--- YOUR ASSIGNMENT ---
Exactly as written and without the pictures, output the entries below.

──────── DATA PROVIDED

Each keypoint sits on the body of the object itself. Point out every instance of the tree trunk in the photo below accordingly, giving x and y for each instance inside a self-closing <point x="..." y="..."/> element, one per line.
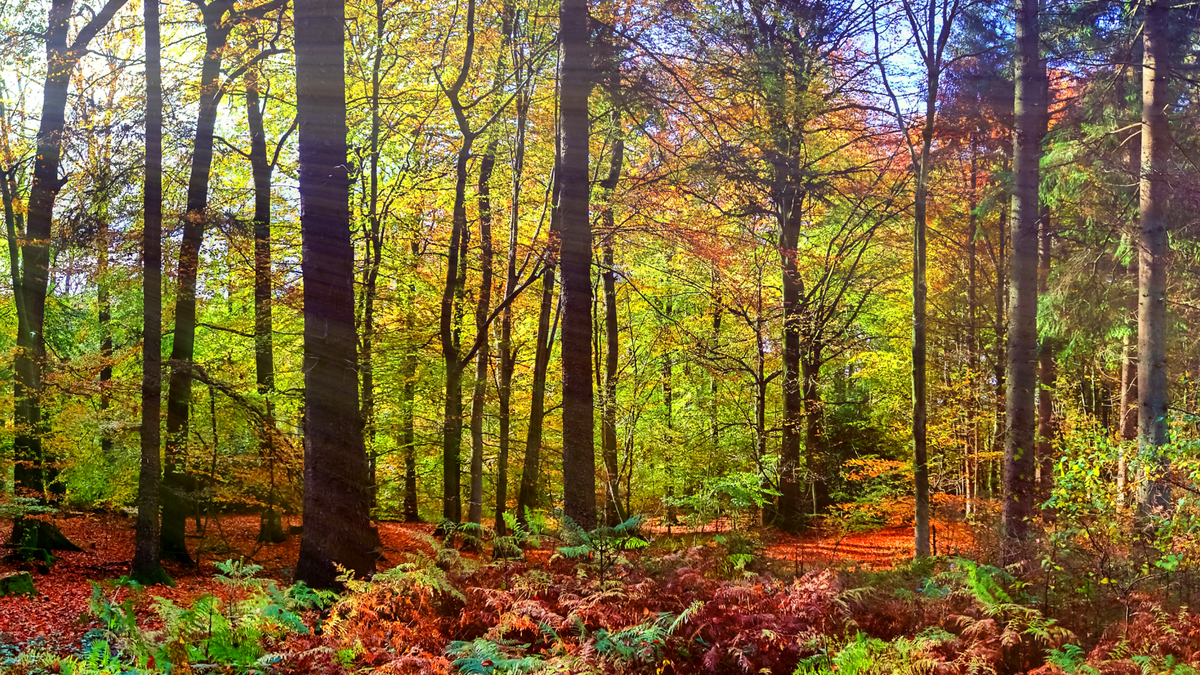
<point x="508" y="358"/>
<point x="31" y="473"/>
<point x="919" y="300"/>
<point x="484" y="304"/>
<point x="613" y="509"/>
<point x="337" y="495"/>
<point x="1045" y="374"/>
<point x="147" y="567"/>
<point x="178" y="485"/>
<point x="1023" y="359"/>
<point x="271" y="523"/>
<point x="971" y="466"/>
<point x="103" y="318"/>
<point x="371" y="267"/>
<point x="408" y="396"/>
<point x="579" y="451"/>
<point x="527" y="496"/>
<point x="1153" y="249"/>
<point x="810" y="369"/>
<point x="793" y="398"/>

────────────────

--- ANSWER ---
Each keypoint sits on the body of the object itself. Point out every instance of the tree trunk in the photo below accordingly, giving x and y for each instance inside a self-closing <point x="..." y="..."/> element, one per line.
<point x="508" y="358"/>
<point x="31" y="473"/>
<point x="919" y="300"/>
<point x="484" y="304"/>
<point x="613" y="509"/>
<point x="337" y="495"/>
<point x="1045" y="374"/>
<point x="147" y="567"/>
<point x="178" y="485"/>
<point x="1023" y="359"/>
<point x="271" y="523"/>
<point x="971" y="466"/>
<point x="103" y="318"/>
<point x="371" y="267"/>
<point x="408" y="396"/>
<point x="579" y="451"/>
<point x="527" y="496"/>
<point x="1153" y="249"/>
<point x="810" y="369"/>
<point x="793" y="398"/>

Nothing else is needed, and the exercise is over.